* [DOCUMENT SEGMENT]
After all, a single malicious rumour has the potential to run an entire brand into the ground. A video could do even more to erode public confidence.
In 2008, an anonymous netizen reported on CNN’s iReport page that Steve Jobs had suffered a major heart attack. Within the hour of the stock market opening, Apple’s stock had dropped 10 points – doing $4.8 billion worth of damage.
And 2017 saw the proliferation of the infamous ‘Dreamer Day’ tweets, in which 4chan (an imageboard website) users spread rumours that Starbucks would give free frappuccinos to undocumented migrants across the United States. Again, these were tweets were just 140 throwaway characters. How much more damage could a video – evidence of a talking human – do?
Also, these were Apple and Starbucks: Multi-billion-dollar corporations, to which a million dollars is little more than a drop in the ocean. But what if there is a targeted attack on a smaller company – a weaponised deepfake depicting a key director or stakeholder in a compromising situation?

* [WORK TO COMPLETE] Please rewrite the passage on brand rumors, starting at "In 2008, an" and ending at "worth of damage.", swapping "heart attack" for "stroke".

* [DATA SUPPLIED]
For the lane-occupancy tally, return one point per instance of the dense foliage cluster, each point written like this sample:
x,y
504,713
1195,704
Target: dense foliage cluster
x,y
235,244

==

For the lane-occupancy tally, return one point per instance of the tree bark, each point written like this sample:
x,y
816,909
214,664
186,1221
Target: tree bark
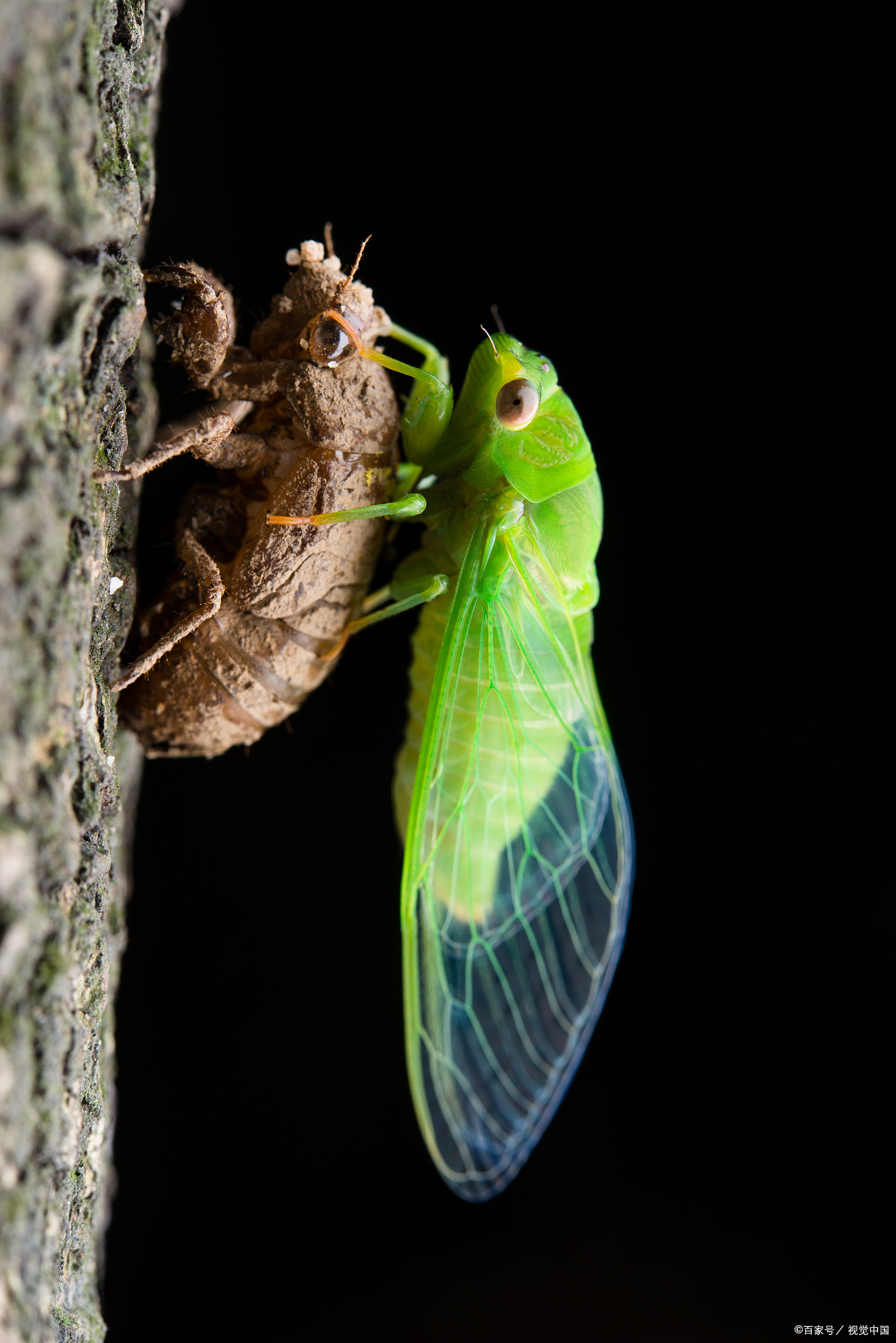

* * *

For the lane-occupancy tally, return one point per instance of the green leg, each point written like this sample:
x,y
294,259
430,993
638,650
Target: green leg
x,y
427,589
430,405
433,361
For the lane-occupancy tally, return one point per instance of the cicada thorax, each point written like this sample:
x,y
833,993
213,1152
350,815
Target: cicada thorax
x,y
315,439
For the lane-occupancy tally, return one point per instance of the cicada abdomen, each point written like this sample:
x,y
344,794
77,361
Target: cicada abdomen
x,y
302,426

* [RESULT OF THE TASK]
In 2008, an anonymous netizen reported on CNN’s iReport page that Steve Jobs had suffered a major stroke. Within the hour of the stock market opening, Apple’s stock had dropped 10 points – doing $4.8 billion worth of damage.